* [Required work]
Write out the records word for word, with no pictures.

* [Material for this task]
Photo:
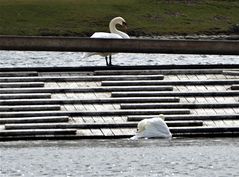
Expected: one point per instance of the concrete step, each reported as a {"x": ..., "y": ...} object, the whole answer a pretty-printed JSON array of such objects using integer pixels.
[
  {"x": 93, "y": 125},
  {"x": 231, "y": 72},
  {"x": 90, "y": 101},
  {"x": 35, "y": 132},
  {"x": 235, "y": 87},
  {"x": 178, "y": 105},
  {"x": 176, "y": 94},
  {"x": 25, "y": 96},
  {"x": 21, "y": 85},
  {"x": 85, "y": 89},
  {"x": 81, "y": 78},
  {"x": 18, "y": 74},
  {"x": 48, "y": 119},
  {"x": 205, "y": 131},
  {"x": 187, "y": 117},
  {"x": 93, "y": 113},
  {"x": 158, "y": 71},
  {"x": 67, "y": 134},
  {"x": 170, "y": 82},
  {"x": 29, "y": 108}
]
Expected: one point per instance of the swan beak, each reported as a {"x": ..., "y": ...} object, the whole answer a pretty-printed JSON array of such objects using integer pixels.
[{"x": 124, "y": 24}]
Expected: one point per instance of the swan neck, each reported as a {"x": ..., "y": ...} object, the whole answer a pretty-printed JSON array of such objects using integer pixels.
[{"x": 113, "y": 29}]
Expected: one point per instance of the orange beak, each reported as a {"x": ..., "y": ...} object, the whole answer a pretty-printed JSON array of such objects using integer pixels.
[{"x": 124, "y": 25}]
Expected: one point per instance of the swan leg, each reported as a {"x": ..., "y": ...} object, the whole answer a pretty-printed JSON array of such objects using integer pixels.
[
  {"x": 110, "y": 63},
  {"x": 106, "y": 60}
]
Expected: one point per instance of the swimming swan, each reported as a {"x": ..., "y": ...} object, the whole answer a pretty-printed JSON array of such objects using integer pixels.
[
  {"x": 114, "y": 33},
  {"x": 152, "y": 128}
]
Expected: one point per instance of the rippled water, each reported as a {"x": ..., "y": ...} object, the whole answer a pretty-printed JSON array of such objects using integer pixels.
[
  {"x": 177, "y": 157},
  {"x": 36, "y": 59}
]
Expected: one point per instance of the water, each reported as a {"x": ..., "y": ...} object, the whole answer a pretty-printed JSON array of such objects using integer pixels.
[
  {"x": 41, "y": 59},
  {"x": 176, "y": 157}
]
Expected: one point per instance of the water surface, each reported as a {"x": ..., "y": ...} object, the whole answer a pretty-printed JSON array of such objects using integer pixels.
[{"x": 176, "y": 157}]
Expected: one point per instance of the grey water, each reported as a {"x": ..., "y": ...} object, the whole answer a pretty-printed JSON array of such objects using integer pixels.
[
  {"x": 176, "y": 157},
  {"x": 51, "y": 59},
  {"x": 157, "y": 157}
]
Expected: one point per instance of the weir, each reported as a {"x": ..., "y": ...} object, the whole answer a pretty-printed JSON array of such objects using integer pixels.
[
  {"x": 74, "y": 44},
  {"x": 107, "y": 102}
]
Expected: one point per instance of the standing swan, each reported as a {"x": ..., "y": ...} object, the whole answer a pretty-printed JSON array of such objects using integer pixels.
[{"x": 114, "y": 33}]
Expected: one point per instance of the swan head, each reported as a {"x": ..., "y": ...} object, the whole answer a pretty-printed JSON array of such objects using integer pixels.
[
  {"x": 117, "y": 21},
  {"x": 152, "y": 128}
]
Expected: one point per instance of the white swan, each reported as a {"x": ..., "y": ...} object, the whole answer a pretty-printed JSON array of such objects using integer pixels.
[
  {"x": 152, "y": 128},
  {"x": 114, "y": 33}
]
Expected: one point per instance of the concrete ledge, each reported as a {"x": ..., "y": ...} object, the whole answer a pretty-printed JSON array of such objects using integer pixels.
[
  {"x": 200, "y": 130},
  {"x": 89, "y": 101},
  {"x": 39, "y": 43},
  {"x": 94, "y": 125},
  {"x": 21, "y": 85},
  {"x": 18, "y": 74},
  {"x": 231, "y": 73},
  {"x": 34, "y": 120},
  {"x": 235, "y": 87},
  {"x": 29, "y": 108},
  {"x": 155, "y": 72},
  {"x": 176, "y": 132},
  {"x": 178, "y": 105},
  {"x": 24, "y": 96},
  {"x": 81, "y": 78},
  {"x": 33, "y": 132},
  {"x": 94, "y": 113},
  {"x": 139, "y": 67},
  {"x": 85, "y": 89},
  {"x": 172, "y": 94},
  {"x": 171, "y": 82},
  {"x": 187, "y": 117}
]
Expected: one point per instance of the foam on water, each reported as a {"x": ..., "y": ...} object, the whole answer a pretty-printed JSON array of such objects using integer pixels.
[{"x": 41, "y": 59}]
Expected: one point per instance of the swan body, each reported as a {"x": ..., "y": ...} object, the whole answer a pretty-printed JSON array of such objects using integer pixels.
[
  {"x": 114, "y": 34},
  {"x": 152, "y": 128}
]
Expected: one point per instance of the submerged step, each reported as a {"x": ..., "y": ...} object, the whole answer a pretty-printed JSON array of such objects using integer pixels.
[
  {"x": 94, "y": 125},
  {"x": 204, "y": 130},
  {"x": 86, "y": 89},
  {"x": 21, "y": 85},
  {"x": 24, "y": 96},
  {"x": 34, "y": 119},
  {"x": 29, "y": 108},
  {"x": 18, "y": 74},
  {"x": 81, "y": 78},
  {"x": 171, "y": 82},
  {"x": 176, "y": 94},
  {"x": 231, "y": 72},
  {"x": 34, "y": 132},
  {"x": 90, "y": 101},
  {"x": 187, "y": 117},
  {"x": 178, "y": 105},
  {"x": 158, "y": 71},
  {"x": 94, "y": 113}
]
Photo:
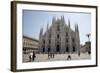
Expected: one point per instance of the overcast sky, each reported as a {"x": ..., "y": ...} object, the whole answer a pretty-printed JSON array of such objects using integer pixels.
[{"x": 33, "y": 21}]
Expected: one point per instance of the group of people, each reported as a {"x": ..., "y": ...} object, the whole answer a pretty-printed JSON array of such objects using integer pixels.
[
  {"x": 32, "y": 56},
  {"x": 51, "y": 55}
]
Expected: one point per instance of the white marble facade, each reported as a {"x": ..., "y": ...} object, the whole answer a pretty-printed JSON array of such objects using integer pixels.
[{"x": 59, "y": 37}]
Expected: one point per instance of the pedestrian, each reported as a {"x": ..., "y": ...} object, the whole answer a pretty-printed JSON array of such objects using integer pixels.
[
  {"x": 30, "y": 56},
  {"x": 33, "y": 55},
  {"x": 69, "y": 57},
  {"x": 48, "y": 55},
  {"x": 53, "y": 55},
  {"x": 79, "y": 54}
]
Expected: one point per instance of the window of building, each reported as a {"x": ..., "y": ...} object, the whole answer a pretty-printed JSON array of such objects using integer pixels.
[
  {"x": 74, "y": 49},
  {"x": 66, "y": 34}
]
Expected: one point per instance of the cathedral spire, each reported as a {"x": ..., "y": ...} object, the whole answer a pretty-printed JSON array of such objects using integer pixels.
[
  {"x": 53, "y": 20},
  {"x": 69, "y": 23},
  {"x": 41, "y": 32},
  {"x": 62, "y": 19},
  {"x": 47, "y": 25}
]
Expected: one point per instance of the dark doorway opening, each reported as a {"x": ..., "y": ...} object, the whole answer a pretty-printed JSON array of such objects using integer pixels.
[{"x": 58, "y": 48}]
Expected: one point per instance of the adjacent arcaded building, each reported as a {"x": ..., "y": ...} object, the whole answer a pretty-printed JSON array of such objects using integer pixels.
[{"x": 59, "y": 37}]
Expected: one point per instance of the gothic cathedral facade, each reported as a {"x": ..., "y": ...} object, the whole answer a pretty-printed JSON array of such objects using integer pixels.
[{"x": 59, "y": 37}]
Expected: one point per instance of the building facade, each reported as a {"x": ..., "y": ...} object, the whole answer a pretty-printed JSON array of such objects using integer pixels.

* [Final result]
Photo:
Expected: one point per instance of the concrete step, each reported as a {"x": ..., "y": ...} object, the whole answer a pretty-printed JSON array of such objects using integer pixels.
[
  {"x": 93, "y": 125},
  {"x": 231, "y": 72},
  {"x": 90, "y": 101},
  {"x": 35, "y": 132},
  {"x": 235, "y": 87},
  {"x": 178, "y": 105},
  {"x": 176, "y": 94},
  {"x": 25, "y": 96},
  {"x": 21, "y": 85},
  {"x": 85, "y": 89},
  {"x": 81, "y": 78},
  {"x": 18, "y": 74},
  {"x": 48, "y": 119},
  {"x": 205, "y": 131},
  {"x": 187, "y": 117},
  {"x": 93, "y": 113},
  {"x": 158, "y": 71},
  {"x": 67, "y": 134},
  {"x": 170, "y": 82},
  {"x": 29, "y": 108}
]
Expected: one point per instance of the swan beak, each reported as a {"x": ..., "y": ...} object, the whole answer a pretty-printed JSON array of such objects using integer pixels.
[{"x": 124, "y": 24}]
Expected: one point per instance of the swan neck, each reported as a {"x": ..., "y": ...} object, the whole answer a pretty-printed JSON array of such objects using integer pixels.
[{"x": 113, "y": 29}]
Expected: one point per instance of the orange beak, each reported as a {"x": ..., "y": ...} object, the whole answer a pretty-printed JSON array of such objects using integer pixels.
[{"x": 124, "y": 25}]
Expected: one point per instance of the swan leg, each reported as a {"x": ..., "y": ...} object, the whole answer a pretty-printed JSON array of such objects using integer pixels.
[
  {"x": 110, "y": 63},
  {"x": 106, "y": 60}
]
Expected: one point per instance of the swimming swan, each reported as a {"x": ..., "y": ...} object, the whole answer a pretty-printed JSON array of such objects using integer pixels.
[
  {"x": 114, "y": 33},
  {"x": 152, "y": 128}
]
Expected: one point per instance of the rippled water, each reported as a {"x": ..., "y": ...} object, the whole answer a pretty-printed JSON array of such objects using integer pixels.
[
  {"x": 177, "y": 157},
  {"x": 36, "y": 59}
]
Expected: one point per instance of the water, each reported as a {"x": ..., "y": ...} object, the whole answer a pretty-printed JSON array of such objects using integer pixels.
[
  {"x": 41, "y": 59},
  {"x": 176, "y": 157}
]
Expected: one point per instance of the water surface, each reported as a {"x": ..., "y": ...} object, the whole answer a pretty-printed JSON array of such objects using integer pixels.
[{"x": 176, "y": 157}]
Expected: one point per instance of the grey water, each reported as a {"x": ..., "y": ...} object, the whole answer a pretty-printed JSON array of such objects using integer pixels.
[
  {"x": 176, "y": 157},
  {"x": 51, "y": 59},
  {"x": 157, "y": 157}
]
Expected: one point per instance of the weir, each reported as a {"x": ..., "y": ...} object, the whole answer a pretty-printed JSON array of such objects using integer pixels.
[
  {"x": 74, "y": 44},
  {"x": 107, "y": 102}
]
Expected: one point per instance of the standing swan, each reported as a {"x": ..., "y": ...} object, the whole answer a pretty-printed JSON array of such objects using integer pixels.
[{"x": 114, "y": 33}]
Expected: one point per instance of the swan head, each reported as a {"x": ..., "y": ...} object, the whole answer a pretty-printed JSON array of such objects using integer pixels.
[
  {"x": 117, "y": 21},
  {"x": 152, "y": 128}
]
Expected: one point per instance of the white swan, each reported as a {"x": ..., "y": ...} object, the whole answer a pretty-printed JSON array of such objects using integer pixels.
[
  {"x": 152, "y": 128},
  {"x": 114, "y": 33}
]
Expected: one point per instance of the concrete ledge, each reported as a {"x": ..., "y": ...} object, the whole answer a pretty-printed JSON array of such objects using integer pixels.
[
  {"x": 200, "y": 130},
  {"x": 89, "y": 101},
  {"x": 39, "y": 43},
  {"x": 94, "y": 125},
  {"x": 21, "y": 85},
  {"x": 18, "y": 74},
  {"x": 231, "y": 73},
  {"x": 34, "y": 120},
  {"x": 235, "y": 87},
  {"x": 29, "y": 108},
  {"x": 155, "y": 72},
  {"x": 176, "y": 132},
  {"x": 178, "y": 105},
  {"x": 24, "y": 96},
  {"x": 81, "y": 78},
  {"x": 33, "y": 132},
  {"x": 94, "y": 113},
  {"x": 139, "y": 67},
  {"x": 85, "y": 89},
  {"x": 172, "y": 94},
  {"x": 171, "y": 82},
  {"x": 187, "y": 117}
]
Expected: one point per instance of the foam on water, each reported as a {"x": ..., "y": ...} object, the whole answer a pretty-printed JSON array of such objects using integer pixels.
[{"x": 41, "y": 59}]
Expected: one point per instance of the swan body, each reported as a {"x": ..., "y": ...} object, the whole answer a pretty-printed JSON array of such objects using integer pixels.
[
  {"x": 114, "y": 34},
  {"x": 152, "y": 128}
]
Expected: one point per instance of the submerged step, each reported as a {"x": ..., "y": ...} object, the whole answer a pretty-printed JSON array of such objects using integer pixels.
[
  {"x": 94, "y": 125},
  {"x": 204, "y": 130},
  {"x": 86, "y": 89},
  {"x": 21, "y": 85},
  {"x": 24, "y": 96},
  {"x": 34, "y": 119},
  {"x": 29, "y": 108},
  {"x": 18, "y": 74},
  {"x": 81, "y": 78},
  {"x": 171, "y": 82},
  {"x": 176, "y": 94},
  {"x": 231, "y": 72},
  {"x": 34, "y": 132},
  {"x": 90, "y": 101},
  {"x": 187, "y": 117},
  {"x": 178, "y": 105},
  {"x": 158, "y": 71},
  {"x": 94, "y": 113}
]
Photo:
Expected: one point per instance of the overcast sky, each reported as a {"x": ..., "y": ...} object, the whole answer a pretty-printed JSON array of such objects using integer pixels.
[{"x": 33, "y": 21}]
Expected: one point per instance of the group of people, each reported as a {"x": ..., "y": ...} object, the whole answer a pretty-printed JSON array of such objects using integer pixels.
[
  {"x": 32, "y": 56},
  {"x": 51, "y": 55}
]
Expected: one point per instance of the white marble facade, each reported as a {"x": ..., "y": ...} object, the whole answer a pretty-printed JSON array of such objects using integer pixels.
[{"x": 59, "y": 37}]
Expected: one point per instance of the pedestrian, each reported as a {"x": ..., "y": ...} object, the whole answer a pretty-printed JSON array of such objects using integer pixels.
[
  {"x": 30, "y": 56},
  {"x": 33, "y": 55},
  {"x": 69, "y": 57},
  {"x": 48, "y": 55},
  {"x": 53, "y": 55},
  {"x": 79, "y": 54}
]
Expected: one point per instance of the window of building, each reported as a {"x": ..., "y": ...} object, the whole answer a pretty-printed JSON array of such objects using integer pixels.
[
  {"x": 74, "y": 49},
  {"x": 66, "y": 34}
]
Expected: one point per instance of the cathedral spire, each reported as a {"x": ..., "y": ...} object, the whole answer a pretty-printed JSON array of such objects using integer pixels.
[
  {"x": 53, "y": 20},
  {"x": 69, "y": 23},
  {"x": 41, "y": 32},
  {"x": 62, "y": 19},
  {"x": 47, "y": 25}
]
Expected: one point per instance of the dark doorway opening, each reported as a {"x": ..., "y": ...} object, the whole answer a pretty-printed JSON array of such objects using integer pixels.
[{"x": 58, "y": 48}]
Expected: one point per instance of the adjacent arcaded building, each reported as a {"x": ..., "y": ...} object, the whole answer a pretty-printed JSON array of such objects using integer pixels.
[{"x": 59, "y": 37}]
Expected: one point per instance of the gothic cathedral facade, each reported as a {"x": ..., "y": ...} object, the whole answer a pretty-printed JSON array of such objects using integer pixels.
[{"x": 59, "y": 37}]
Expected: one point per instance of the building facade, each reported as a {"x": ..., "y": ...} object, the whole answer a pretty-printed JSON array of such objects using integer pixels.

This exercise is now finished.